**TO DO**
Reproduce the records below exactly as they appear.

**EXERCISE INPUT**
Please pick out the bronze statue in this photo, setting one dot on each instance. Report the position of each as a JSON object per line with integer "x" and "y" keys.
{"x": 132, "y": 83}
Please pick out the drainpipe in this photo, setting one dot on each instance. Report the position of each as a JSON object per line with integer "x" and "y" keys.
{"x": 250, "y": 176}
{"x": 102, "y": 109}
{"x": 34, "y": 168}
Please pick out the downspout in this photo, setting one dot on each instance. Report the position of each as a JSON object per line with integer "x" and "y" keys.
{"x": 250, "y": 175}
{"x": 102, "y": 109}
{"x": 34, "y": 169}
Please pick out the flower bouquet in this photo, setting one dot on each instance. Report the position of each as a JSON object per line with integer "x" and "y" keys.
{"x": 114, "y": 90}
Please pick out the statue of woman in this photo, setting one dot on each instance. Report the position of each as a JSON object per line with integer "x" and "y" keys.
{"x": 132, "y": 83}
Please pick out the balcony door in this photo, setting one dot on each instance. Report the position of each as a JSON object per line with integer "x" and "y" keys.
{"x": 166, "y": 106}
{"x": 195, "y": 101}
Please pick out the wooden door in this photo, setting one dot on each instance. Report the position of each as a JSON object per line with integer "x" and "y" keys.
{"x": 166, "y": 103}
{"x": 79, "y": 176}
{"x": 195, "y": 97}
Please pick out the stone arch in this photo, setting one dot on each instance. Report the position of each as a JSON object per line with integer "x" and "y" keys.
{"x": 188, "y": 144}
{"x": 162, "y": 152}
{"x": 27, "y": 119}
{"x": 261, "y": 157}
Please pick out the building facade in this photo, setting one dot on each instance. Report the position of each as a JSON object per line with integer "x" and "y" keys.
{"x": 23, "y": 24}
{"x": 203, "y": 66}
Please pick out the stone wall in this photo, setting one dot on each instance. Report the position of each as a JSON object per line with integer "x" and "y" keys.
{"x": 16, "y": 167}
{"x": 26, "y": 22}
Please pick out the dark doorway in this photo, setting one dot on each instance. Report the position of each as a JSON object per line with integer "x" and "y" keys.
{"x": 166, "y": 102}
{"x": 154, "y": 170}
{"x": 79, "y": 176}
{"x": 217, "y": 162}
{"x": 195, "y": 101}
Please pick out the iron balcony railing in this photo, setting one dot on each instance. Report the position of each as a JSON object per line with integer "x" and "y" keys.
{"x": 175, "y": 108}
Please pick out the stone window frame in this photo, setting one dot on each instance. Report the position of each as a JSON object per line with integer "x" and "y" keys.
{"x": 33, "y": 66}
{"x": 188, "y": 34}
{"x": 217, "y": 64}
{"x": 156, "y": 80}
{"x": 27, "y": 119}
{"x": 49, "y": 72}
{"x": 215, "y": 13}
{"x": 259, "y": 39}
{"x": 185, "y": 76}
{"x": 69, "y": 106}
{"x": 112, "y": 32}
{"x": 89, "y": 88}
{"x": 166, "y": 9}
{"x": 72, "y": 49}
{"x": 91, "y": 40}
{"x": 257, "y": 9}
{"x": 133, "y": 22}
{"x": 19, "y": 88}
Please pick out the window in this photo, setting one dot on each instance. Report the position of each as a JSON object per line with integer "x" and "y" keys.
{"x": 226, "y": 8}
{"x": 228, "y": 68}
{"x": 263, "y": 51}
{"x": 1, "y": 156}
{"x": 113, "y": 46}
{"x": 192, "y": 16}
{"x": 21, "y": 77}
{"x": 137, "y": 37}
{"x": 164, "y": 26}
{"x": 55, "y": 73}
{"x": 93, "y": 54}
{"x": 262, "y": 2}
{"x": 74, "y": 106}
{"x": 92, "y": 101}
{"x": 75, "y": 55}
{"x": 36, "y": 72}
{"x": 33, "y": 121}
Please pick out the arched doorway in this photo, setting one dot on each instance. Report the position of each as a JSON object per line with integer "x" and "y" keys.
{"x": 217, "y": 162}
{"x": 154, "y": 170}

**FINISHED EXERCISE**
Please pick out the bronze statue in this photo, setting one dot on each instance. Report the position of each as a JSON object per line with integer "x" and "y" keys.
{"x": 132, "y": 83}
Please pick out the drainpipe in this photo, setting one dot on each instance. Report the position of each as a JSON object per line with integer "x" and "y" keys.
{"x": 250, "y": 176}
{"x": 102, "y": 109}
{"x": 34, "y": 168}
Please pick out the downspout in this photo, setting one dot on each instance. Report the position of each as a JSON object per line with integer "x" and "y" keys.
{"x": 250, "y": 175}
{"x": 102, "y": 109}
{"x": 34, "y": 169}
Please pick out the flower bouquet in this photo, setting one dot on each instance. Report the position of each as a JSON object per line with integer "x" and "y" keys.
{"x": 114, "y": 90}
Please pick out the statue of woman in this photo, setting one dot on each instance. Report the position of each as a JSON object per line with integer "x" and "y" keys.
{"x": 132, "y": 83}
Please pick out the balcony door in this photo, setting one dot on each instance. Report the position of each as a JSON object per line with integer "x" and "y" keys.
{"x": 166, "y": 106}
{"x": 195, "y": 101}
Please pick out the wooden door in this photo, setting one dot on each instance. Report the position of each as a JSON object per line with integer "x" and "y" keys.
{"x": 166, "y": 103}
{"x": 79, "y": 176}
{"x": 195, "y": 97}
Please pick out the stone arch in this photo, setting one dot on each instance. Report the position of each as a JSON object per line with integer "x" and "y" keys.
{"x": 188, "y": 144}
{"x": 162, "y": 152}
{"x": 27, "y": 119}
{"x": 261, "y": 157}
Please pick out the building facade in this photo, setting one dot on each instance. Report the position of each as a JSON object per line with integer "x" and "y" keys.
{"x": 23, "y": 24}
{"x": 203, "y": 66}
Please pick out the stone wall in this photo, setting one dot on each instance. Report the position of each as a JSON object per line with integer "x" and "y" keys.
{"x": 16, "y": 167}
{"x": 26, "y": 22}
Please pick out the dark doorway in this photo, setting one dot on each instance. Report the position of each as a JSON object per line with integer "x" and "y" keys.
{"x": 166, "y": 102}
{"x": 154, "y": 170}
{"x": 79, "y": 176}
{"x": 217, "y": 162}
{"x": 195, "y": 101}
Please pick out the iron balcony railing in this photo, setting one dot on each instance. Report the position of each as a JSON object per line with integer "x" and "y" keys.
{"x": 175, "y": 108}
Please pick out the stone window frame in this photo, setting one dot on each instance. Report the position of each as a JSON object per line with integer "x" and "y" keys.
{"x": 33, "y": 66}
{"x": 188, "y": 34}
{"x": 217, "y": 64}
{"x": 156, "y": 80}
{"x": 27, "y": 119}
{"x": 49, "y": 72}
{"x": 215, "y": 13}
{"x": 259, "y": 39}
{"x": 185, "y": 76}
{"x": 69, "y": 106}
{"x": 112, "y": 32}
{"x": 89, "y": 88}
{"x": 166, "y": 9}
{"x": 72, "y": 49}
{"x": 91, "y": 40}
{"x": 257, "y": 9}
{"x": 133, "y": 22}
{"x": 19, "y": 88}
Please pick out the window in this photo, setting one dot on each instance. Report the position of each as a JSON object per line with integer "x" and "y" keys.
{"x": 226, "y": 8}
{"x": 228, "y": 68}
{"x": 263, "y": 51}
{"x": 1, "y": 156}
{"x": 113, "y": 46}
{"x": 192, "y": 16}
{"x": 21, "y": 77}
{"x": 137, "y": 37}
{"x": 164, "y": 26}
{"x": 55, "y": 73}
{"x": 93, "y": 54}
{"x": 262, "y": 2}
{"x": 74, "y": 106}
{"x": 92, "y": 101}
{"x": 75, "y": 55}
{"x": 36, "y": 72}
{"x": 33, "y": 121}
Please pick out the arched doorway in this photo, setting one dot on each instance. Report the position of each as a JSON object per line with integer "x" and "y" keys.
{"x": 217, "y": 162}
{"x": 154, "y": 170}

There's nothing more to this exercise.